**Extract provided:**
·····
The night before, by chance, we had heard that Gerbeaux and Stevens were
under detention, but until this moment of meeting we did not know their
exact whereabouts. They--the Frenchman, the American and the Belgian--
had started out from Brussels in an auto driven by the African, on
Monday, just a day behind us. Because their car carried a Red Cross
flag without authority to do so, and because they had a camera with
them, they very soon found themselves under arrest, and, what was worse,
under suspicion. Except that for two days they had been marched afoot
an average of twenty-five miles a day, they had fared pretty well,
barring Stevens. He, being separated from the others, had fallen into
the hands of an officer who treated him with such severity that the
account of his experiences makes a tale worth recounting separately and
at length.
·····
**Stated task 1:** Which words for a nationality or place of origin does the passage about the arrested travelers use to describe people? List them all.
**Stated task 2:**
Answer these about the passage about the arrested travelers:
(a) From what city did the party start out?
(b) On what day of the week did they leave?
(c) On average, how many miles a day were they marched afoot?
**Stated task 3:** Can you carry the passage about the arrested travelers further, picking up right after its final sentence?
None of the entries matter for anything asked here.

**Material supplied:**
·····
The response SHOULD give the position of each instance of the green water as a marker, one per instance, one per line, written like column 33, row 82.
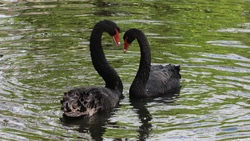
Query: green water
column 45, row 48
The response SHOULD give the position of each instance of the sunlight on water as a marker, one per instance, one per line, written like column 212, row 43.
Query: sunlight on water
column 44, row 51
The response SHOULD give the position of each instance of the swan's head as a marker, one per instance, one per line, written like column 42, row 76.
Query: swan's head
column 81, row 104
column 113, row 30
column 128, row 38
·····
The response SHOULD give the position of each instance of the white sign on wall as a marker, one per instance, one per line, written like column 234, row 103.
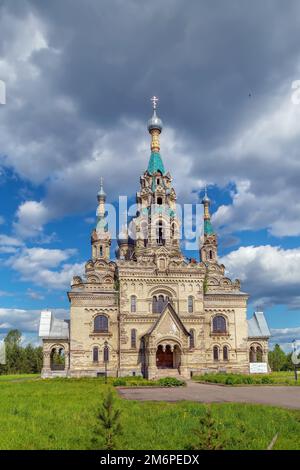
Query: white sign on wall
·····
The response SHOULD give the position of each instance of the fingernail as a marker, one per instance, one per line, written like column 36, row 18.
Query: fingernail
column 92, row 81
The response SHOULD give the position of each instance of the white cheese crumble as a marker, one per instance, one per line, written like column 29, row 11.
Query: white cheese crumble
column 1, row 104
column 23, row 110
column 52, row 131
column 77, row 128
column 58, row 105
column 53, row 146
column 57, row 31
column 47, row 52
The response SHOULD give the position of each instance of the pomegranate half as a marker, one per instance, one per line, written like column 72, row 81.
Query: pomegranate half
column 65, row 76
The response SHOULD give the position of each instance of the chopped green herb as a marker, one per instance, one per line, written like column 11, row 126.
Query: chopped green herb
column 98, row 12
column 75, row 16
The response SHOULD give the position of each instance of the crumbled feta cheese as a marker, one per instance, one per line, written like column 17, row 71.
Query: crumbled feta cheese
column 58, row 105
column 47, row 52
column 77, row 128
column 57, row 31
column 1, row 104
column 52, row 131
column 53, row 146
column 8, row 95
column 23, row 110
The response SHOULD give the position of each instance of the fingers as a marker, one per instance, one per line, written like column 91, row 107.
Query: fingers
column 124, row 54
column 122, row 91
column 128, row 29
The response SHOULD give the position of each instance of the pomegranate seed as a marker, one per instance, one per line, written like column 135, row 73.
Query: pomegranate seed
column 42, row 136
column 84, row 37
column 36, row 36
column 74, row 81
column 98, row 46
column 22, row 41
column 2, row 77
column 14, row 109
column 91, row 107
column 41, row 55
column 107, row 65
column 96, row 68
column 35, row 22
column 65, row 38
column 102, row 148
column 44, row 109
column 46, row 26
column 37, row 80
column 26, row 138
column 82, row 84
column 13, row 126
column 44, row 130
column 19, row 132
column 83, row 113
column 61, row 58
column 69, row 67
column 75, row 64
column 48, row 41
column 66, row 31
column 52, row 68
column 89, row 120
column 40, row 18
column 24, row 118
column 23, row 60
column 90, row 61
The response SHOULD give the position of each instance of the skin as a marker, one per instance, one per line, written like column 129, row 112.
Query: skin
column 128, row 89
·····
**Final answer 1:** Frenchman, American, Belgian, African

**Final answer 2:**
(a) Brussels
(b) Monday
(c) Twenty-five

**Final answer 3:**
We stayed in that place half an hour--one of the longest half hours I
remember. There was a soldier with a fixed bayonet at the door, and
another soldier with a saw-edged bayonet at the window, which was
broken. Parties of soldiers kept coming to this window to peer at the
exhibits within; and, as they invariably took the civilians for
Englishmen who had been caught as spies, we attracted almost as much
attention as the Turcos in their funny ballet skirts; in fact I may say
we fairly divided the center of the stage with the Turcos.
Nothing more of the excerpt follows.